Your goal: Copy every one of the entries below word for word, leaving out the pictures.

▬▬▬

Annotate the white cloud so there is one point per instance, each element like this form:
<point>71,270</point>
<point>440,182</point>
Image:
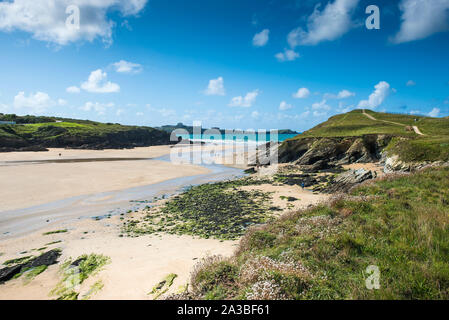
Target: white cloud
<point>46,20</point>
<point>34,103</point>
<point>165,112</point>
<point>326,25</point>
<point>421,19</point>
<point>215,87</point>
<point>287,55</point>
<point>343,94</point>
<point>301,93</point>
<point>127,67</point>
<point>434,113</point>
<point>99,108</point>
<point>381,91</point>
<point>73,89</point>
<point>246,101</point>
<point>97,83</point>
<point>261,39</point>
<point>321,105</point>
<point>285,106</point>
<point>255,115</point>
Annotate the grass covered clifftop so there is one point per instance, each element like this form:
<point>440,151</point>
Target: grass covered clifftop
<point>412,138</point>
<point>400,224</point>
<point>38,133</point>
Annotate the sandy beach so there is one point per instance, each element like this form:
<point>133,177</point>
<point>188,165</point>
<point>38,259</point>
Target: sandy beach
<point>25,183</point>
<point>137,263</point>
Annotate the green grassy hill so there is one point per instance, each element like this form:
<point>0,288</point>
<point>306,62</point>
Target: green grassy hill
<point>398,224</point>
<point>38,133</point>
<point>409,145</point>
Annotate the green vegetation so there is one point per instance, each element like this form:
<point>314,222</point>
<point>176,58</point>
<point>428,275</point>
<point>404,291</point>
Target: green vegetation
<point>39,133</point>
<point>76,272</point>
<point>163,286</point>
<point>409,146</point>
<point>55,232</point>
<point>399,224</point>
<point>218,210</point>
<point>17,261</point>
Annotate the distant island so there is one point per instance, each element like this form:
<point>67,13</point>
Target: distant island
<point>189,129</point>
<point>37,133</point>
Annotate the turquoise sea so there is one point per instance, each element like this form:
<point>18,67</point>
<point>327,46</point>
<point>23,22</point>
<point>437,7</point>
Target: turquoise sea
<point>257,138</point>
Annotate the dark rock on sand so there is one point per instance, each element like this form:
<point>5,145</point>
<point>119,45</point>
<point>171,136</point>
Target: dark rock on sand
<point>9,272</point>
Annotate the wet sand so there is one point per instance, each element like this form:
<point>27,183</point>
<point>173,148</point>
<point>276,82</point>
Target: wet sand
<point>137,264</point>
<point>32,178</point>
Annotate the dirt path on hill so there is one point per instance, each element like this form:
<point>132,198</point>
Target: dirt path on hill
<point>415,128</point>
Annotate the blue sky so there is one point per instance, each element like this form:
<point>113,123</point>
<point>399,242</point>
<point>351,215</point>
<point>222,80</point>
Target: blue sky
<point>227,63</point>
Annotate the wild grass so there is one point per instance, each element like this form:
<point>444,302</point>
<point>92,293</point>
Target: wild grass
<point>399,224</point>
<point>410,147</point>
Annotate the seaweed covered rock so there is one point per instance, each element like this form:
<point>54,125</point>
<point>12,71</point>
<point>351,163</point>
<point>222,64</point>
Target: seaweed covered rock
<point>46,259</point>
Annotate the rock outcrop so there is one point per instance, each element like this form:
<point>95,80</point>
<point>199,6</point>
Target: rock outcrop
<point>348,179</point>
<point>46,259</point>
<point>324,153</point>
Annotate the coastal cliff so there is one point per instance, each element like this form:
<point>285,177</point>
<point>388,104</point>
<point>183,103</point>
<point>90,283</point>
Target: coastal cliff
<point>75,134</point>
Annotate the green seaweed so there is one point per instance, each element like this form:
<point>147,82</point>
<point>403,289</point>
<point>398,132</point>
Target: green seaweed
<point>55,232</point>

▬▬▬

Solution to the problem:
Annotate the white cloud so there is one point per instance, each element like this form:
<point>71,270</point>
<point>440,182</point>
Image:
Target: white cloud
<point>46,20</point>
<point>34,103</point>
<point>165,112</point>
<point>326,25</point>
<point>421,19</point>
<point>215,87</point>
<point>287,55</point>
<point>343,94</point>
<point>301,93</point>
<point>127,67</point>
<point>434,113</point>
<point>99,108</point>
<point>381,91</point>
<point>73,89</point>
<point>246,101</point>
<point>97,83</point>
<point>261,39</point>
<point>321,105</point>
<point>285,106</point>
<point>255,115</point>
Annotate the grass covered clifftop so there is one point per instance, each element like this form:
<point>440,151</point>
Target: grass covered clifftop
<point>412,138</point>
<point>400,224</point>
<point>38,133</point>
Annotate the sandy beach so there is one point per instance, each element like this form:
<point>133,177</point>
<point>188,165</point>
<point>38,259</point>
Target: sandy beach
<point>25,183</point>
<point>137,263</point>
Annotate the green grassy hill so there is one point per instance, each element like this form:
<point>0,288</point>
<point>306,62</point>
Target: green grassy hill
<point>398,224</point>
<point>38,133</point>
<point>409,145</point>
Annotate the green vegetation so there is one point per instance, each element like this form:
<point>314,222</point>
<point>176,58</point>
<point>428,275</point>
<point>404,291</point>
Target: green vegetation
<point>39,133</point>
<point>76,272</point>
<point>163,286</point>
<point>409,146</point>
<point>55,232</point>
<point>399,224</point>
<point>218,210</point>
<point>17,261</point>
Annotate the distant island so there is one point per instance, each element like this form:
<point>67,13</point>
Target: distant island
<point>189,129</point>
<point>37,133</point>
Annotate the turquoise sea so there is one point per instance, each element like this form:
<point>18,67</point>
<point>327,46</point>
<point>23,22</point>
<point>437,7</point>
Target: turquoise sea
<point>257,138</point>
Annotate the dark rock on sand so there is one point per instance, each element like this form:
<point>5,145</point>
<point>119,45</point>
<point>171,136</point>
Target: dark rock on sand
<point>9,272</point>
Annotate the wet sand so there is one point per instance, each element like this form:
<point>27,183</point>
<point>173,148</point>
<point>276,82</point>
Target: wet sand
<point>137,264</point>
<point>32,178</point>
Annotate the dirt path on hill so there is one point per instance, each element like this form:
<point>132,198</point>
Target: dirt path on hill
<point>415,128</point>
Annotate the blue sky so there is one point per instance, each element like this form:
<point>113,123</point>
<point>399,242</point>
<point>351,215</point>
<point>222,80</point>
Target: blue sky
<point>227,63</point>
Annotate the wild grass so there is one point per instance, each element like this form:
<point>444,302</point>
<point>92,293</point>
Target: wild grass
<point>399,224</point>
<point>410,147</point>
Annotate the seaweed covered rock so there is one point per instance, each element like this form:
<point>54,125</point>
<point>12,71</point>
<point>351,163</point>
<point>222,64</point>
Target: seaweed covered rock
<point>46,259</point>
Annotate the rock outcrop so there is one point per instance, each element like this form:
<point>95,80</point>
<point>199,6</point>
Target: rock outcrop
<point>348,179</point>
<point>46,259</point>
<point>324,153</point>
Annotate the coastal cliff so there is one point per instance, each element like this form:
<point>285,177</point>
<point>388,104</point>
<point>183,103</point>
<point>90,283</point>
Target: coastal cliff
<point>75,134</point>
Annotate the green seaweed so there is one point per instance, each element like this form:
<point>147,82</point>
<point>403,289</point>
<point>398,132</point>
Target: green seaweed
<point>55,232</point>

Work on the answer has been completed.